● Supplied passage:
And if you’re reading Silverberg, did you see this piece by Jonathan Lethem? http://www.latimes.com/entertainment/news/la-et-robert-silverberg21-2009apr21,0,15112,full.story
Hadn’t seen the LA Times piece on Silverberg so thanks for that. Tor have recently re-issued “Dying Inside”, hence the extra coverage. Hopefully, Silverberg will be in Australia next year for the World SF Convention. Given he’s now 76 this might be the last time he gets here. He still looks pretty fit so chances are good.
The general consensus in the mainstream media is that SF concerns itself with robots and spaceships, but it’s much more than that, as Ballard and Silverberg show. Silverberg has a “love-hate” relationship with SF that is understandable. He probably hates the label as it restricts him to only one part of the bookshop and alienates a lot of potential readers, and loves it because he has a loyal readership and has a lot of close friends in the community. Hopefully, re-issues such as this will help break down some of the barriers.
Hi James,
Great website, and an absolutely sterling piece on depression (hard won I would have thought…)
Thought both you and Perry might be interested to know that Amis has indeed written on Ballard — in last week’s Guardian. Hope the link below works…
And awful too lose a post. I stopped blogging entirely when some creep wiped out six months of blog posts. I mean who would bother hacking an obscure Australian writer’s post for the joy of it? Go figure…
Look forward to more, and every best wish for some very good health.
Warm regards
http://www.guardian.co.uk/books/2009/apr/25/jg-ballard-martin-amis
Here’s the Amis essay I thought might be appearing at some time: http://www.guardian.co.uk/books/2009/apr/25/jg-ballard-martin-amis
Man, that essay’s wonderful. Thanks all.
oh whoops, I meant the Amis essay on Ballard. (Yours, James, I have already commented on and thanked for elsewhere, I think. )
James!
Nice work.
This is especially beautiful:
“when I am depressed I am so emotionally labile that even ordinary moments of human life often bring on a raw ache I can barely control, leaving me afraid I will break down and weep in the most inappropriate places. On the medication, my frightening lability was gone – but so too was the sense of sadness and tenderness in the everyday of which I have always been aware.”
That acute sensitivity is what I pay an author for when I hand over my thirty bucks for a copy of a book. Call me old fashioned, but when I read a book, or look at a work of art, or spend two hours of my life in the dark at a play or a film, I do not want to be entertained, I want to be moved. I want tears and gut wrenching catharsis. I want to come through the experience and think to myself ‘thank God I’m not the only one.
That is what artists are for, not decoration. Artists are the hypersensitive spinners at the edge of the herd picking up the signs and portents. They explain us to each other by imagining the best and the worst of our potential.
Would the artist’s experience have the same power over my response if its intensity were dampened by medication?
Don’t know. But reading your article, I’m delighted to find that I’m not the only one!
Cheers
Annette Hughes
Dear James,
Yours article in The Age was beautiful.
You are incredibly gifted as a writer and a person.
Thank you for sharing your talent with the world.
Andria
Thank you Andria, and everybody else. It means a lot to me that so many people have found something in this piece.

● Exercise: Reproduce word for word the portion of the comment thread that begins with the words containing "Don’t know. But" and ends with "and a person.".

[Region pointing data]
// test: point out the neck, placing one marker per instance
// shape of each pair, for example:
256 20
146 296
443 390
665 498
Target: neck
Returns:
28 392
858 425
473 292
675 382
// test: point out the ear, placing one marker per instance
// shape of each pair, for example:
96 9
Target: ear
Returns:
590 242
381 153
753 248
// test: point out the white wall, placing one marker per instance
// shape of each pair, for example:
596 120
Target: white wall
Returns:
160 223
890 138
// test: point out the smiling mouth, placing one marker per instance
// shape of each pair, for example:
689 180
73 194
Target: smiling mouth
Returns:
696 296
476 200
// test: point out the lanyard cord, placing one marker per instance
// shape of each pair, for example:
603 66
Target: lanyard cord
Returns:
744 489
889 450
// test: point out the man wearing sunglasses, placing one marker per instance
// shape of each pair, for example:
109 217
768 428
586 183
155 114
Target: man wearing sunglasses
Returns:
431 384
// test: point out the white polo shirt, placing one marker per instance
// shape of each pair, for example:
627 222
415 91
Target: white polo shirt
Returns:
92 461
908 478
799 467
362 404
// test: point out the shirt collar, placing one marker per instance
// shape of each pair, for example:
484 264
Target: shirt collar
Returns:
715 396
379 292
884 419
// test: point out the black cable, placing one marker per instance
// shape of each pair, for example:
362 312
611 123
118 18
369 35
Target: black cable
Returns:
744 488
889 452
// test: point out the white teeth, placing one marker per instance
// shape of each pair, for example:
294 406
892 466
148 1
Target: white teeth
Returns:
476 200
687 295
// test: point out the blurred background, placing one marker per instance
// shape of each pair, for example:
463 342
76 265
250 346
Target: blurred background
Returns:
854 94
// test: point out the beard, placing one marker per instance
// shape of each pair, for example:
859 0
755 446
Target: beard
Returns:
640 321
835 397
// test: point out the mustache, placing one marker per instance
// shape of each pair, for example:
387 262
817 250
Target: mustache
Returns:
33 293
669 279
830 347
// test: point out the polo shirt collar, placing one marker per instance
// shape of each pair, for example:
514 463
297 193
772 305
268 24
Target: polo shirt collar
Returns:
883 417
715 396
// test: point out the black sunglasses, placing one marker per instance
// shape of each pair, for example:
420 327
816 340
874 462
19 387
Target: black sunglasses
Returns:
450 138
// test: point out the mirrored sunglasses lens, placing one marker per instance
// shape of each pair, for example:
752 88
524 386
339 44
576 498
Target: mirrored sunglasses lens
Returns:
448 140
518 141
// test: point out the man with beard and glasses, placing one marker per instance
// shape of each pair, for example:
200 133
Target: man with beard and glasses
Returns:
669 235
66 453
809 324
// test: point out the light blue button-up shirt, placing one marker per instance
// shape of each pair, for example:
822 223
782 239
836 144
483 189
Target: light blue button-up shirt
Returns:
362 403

...

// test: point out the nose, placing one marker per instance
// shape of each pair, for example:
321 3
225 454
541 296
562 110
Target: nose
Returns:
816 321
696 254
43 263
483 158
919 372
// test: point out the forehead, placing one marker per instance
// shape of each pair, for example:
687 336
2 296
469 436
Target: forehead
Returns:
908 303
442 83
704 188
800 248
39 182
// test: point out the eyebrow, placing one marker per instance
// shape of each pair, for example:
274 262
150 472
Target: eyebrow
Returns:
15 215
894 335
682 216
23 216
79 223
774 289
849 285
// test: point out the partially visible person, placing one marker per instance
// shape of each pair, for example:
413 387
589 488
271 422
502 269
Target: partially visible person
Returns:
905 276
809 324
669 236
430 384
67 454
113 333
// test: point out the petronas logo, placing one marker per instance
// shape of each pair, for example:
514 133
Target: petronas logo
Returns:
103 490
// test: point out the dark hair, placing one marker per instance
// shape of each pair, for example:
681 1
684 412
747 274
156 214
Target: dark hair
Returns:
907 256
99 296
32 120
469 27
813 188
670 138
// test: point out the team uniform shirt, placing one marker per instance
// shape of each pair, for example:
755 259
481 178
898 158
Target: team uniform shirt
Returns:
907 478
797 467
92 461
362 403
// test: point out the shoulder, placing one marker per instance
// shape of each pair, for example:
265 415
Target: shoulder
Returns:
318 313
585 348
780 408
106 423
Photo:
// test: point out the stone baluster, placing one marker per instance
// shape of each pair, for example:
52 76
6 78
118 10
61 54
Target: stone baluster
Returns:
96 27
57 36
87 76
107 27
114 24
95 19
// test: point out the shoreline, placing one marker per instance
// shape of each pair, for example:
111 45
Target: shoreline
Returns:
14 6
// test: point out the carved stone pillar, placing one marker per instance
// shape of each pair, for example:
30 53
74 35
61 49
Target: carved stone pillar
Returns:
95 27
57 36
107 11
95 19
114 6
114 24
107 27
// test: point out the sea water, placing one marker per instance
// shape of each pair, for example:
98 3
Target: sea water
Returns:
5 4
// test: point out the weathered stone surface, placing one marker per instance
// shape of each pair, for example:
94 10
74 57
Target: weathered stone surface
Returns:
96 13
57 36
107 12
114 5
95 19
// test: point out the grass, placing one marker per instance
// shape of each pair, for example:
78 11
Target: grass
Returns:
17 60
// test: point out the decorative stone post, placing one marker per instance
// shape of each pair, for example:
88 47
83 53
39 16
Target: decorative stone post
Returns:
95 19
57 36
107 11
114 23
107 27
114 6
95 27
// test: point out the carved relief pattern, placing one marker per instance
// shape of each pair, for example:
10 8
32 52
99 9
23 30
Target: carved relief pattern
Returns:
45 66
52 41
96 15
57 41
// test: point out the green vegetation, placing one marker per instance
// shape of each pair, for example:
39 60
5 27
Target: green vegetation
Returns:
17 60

● Response below:
Don’t know. But reading your article, I’m delighted to find that I’m not the only one!
Cheers
Annette Hughes
Dear James,
Yours article in The Age was beautiful.
You are incredibly gifted as a writer and a person.